--- Task directions ---
Each line below that holds the word "instance" counts once; state the total number of such lines and nothing else.

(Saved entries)
........

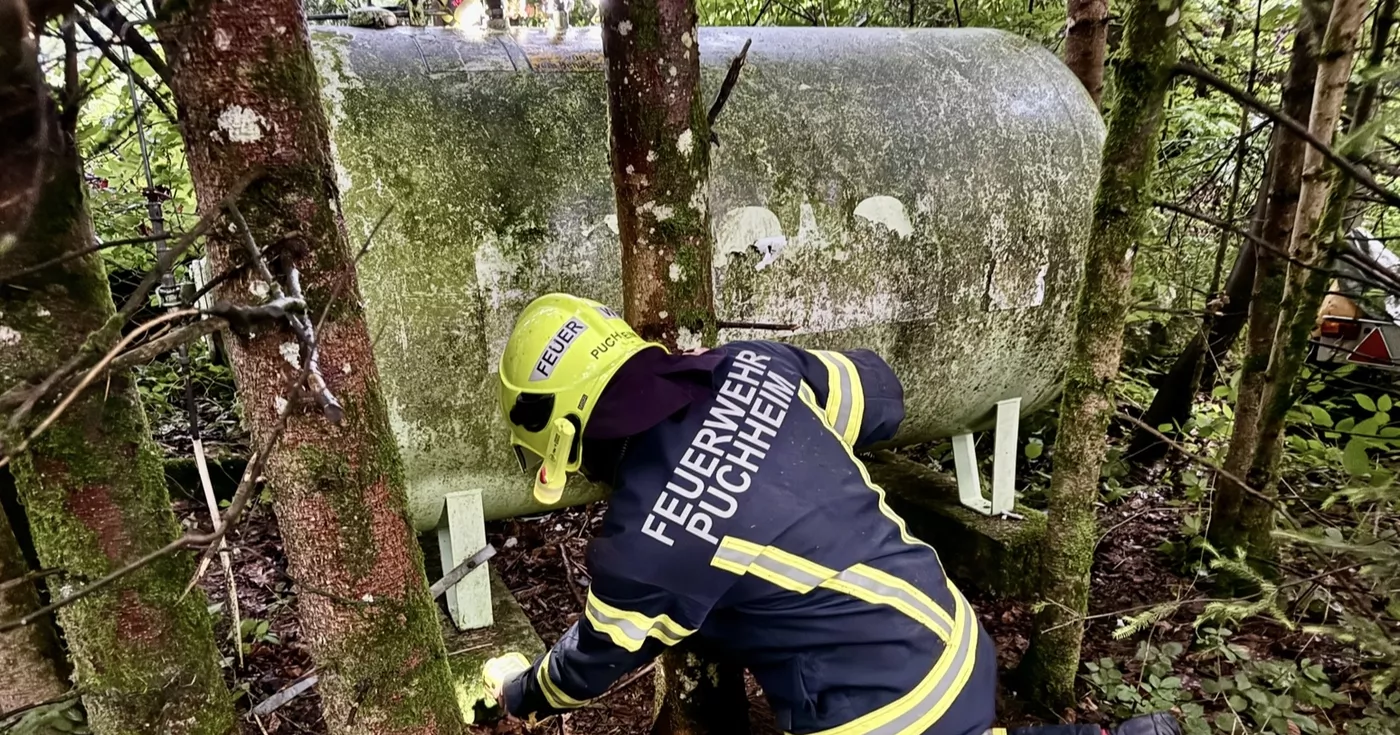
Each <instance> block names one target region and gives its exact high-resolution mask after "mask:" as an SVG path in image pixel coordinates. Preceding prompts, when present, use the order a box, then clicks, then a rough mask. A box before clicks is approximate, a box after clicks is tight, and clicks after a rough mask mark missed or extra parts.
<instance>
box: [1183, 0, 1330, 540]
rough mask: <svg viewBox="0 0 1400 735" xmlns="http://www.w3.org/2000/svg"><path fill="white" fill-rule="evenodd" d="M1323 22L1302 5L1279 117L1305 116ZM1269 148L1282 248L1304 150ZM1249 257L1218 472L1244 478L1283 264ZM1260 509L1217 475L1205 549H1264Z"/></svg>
mask: <svg viewBox="0 0 1400 735" xmlns="http://www.w3.org/2000/svg"><path fill="white" fill-rule="evenodd" d="M1324 24H1326V8H1324V7H1316V3H1303V6H1302V8H1301V11H1299V18H1298V31H1296V35H1295V36H1294V48H1292V57H1291V62H1289V67H1288V78H1287V81H1285V83H1284V92H1282V112H1284V113H1285V115H1288V116H1289V118H1294V119H1295V120H1303V119H1308V118H1310V116H1312V99H1313V85H1315V84H1316V78H1317V56H1316V52H1315V46H1316V43H1317V39H1319V38H1320V36H1322V34H1323V29H1324ZM1273 147H1274V153H1273V155H1274V171H1273V174H1271V178H1270V182H1268V204H1267V206H1266V210H1264V230H1263V232H1261V237H1263V239H1264V241H1266V242H1273V244H1275V245H1278V246H1280V248H1285V246H1287V245H1285V244H1288V242H1289V241H1291V239H1292V231H1294V217H1295V216H1296V210H1298V196H1299V190H1301V188H1302V169H1303V155H1305V154H1306V150H1308V144H1306V143H1305V141H1303V140H1301V139H1299V137H1298V136H1294V134H1292V133H1289V132H1287V130H1284V129H1281V127H1275V129H1274V141H1273ZM1254 258H1256V263H1257V265H1256V270H1254V283H1253V295H1252V297H1250V305H1249V336H1247V340H1246V347H1245V360H1243V364H1242V365H1240V378H1239V385H1238V388H1236V392H1235V393H1236V396H1235V431H1233V433H1232V434H1231V442H1229V448H1228V451H1226V455H1225V469H1226V470H1228V472H1229V473H1231V475H1233V476H1238V477H1245V475H1246V473H1247V472H1249V466H1250V463H1252V462H1253V458H1254V454H1256V451H1257V447H1259V414H1260V407H1261V400H1263V395H1264V393H1263V392H1264V371H1266V370H1267V368H1268V354H1270V351H1273V346H1274V330H1275V329H1277V326H1278V309H1280V301H1281V300H1282V295H1284V272H1285V266H1287V262H1284V260H1282V259H1281V258H1278V256H1277V255H1275V253H1273V252H1268V251H1263V249H1260V248H1254ZM1260 503H1261V501H1260V500H1259V498H1256V497H1253V496H1250V494H1247V493H1246V491H1245V487H1242V486H1240V484H1239V483H1236V482H1235V480H1232V479H1229V477H1226V476H1224V475H1221V476H1218V477H1217V486H1215V494H1214V497H1212V498H1211V522H1210V528H1208V531H1207V536H1208V538H1210V540H1211V543H1214V545H1215V546H1217V547H1218V549H1233V547H1245V549H1247V547H1252V546H1254V545H1259V543H1264V545H1267V543H1268V540H1267V539H1264V538H1260V536H1264V535H1267V524H1264V526H1263V532H1260V526H1259V524H1250V522H1247V521H1246V518H1253V517H1257V515H1259V514H1260V512H1273V507H1266V508H1259V507H1257V505H1259V504H1260ZM1252 529H1253V531H1252Z"/></svg>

........

--- Written reply ---
2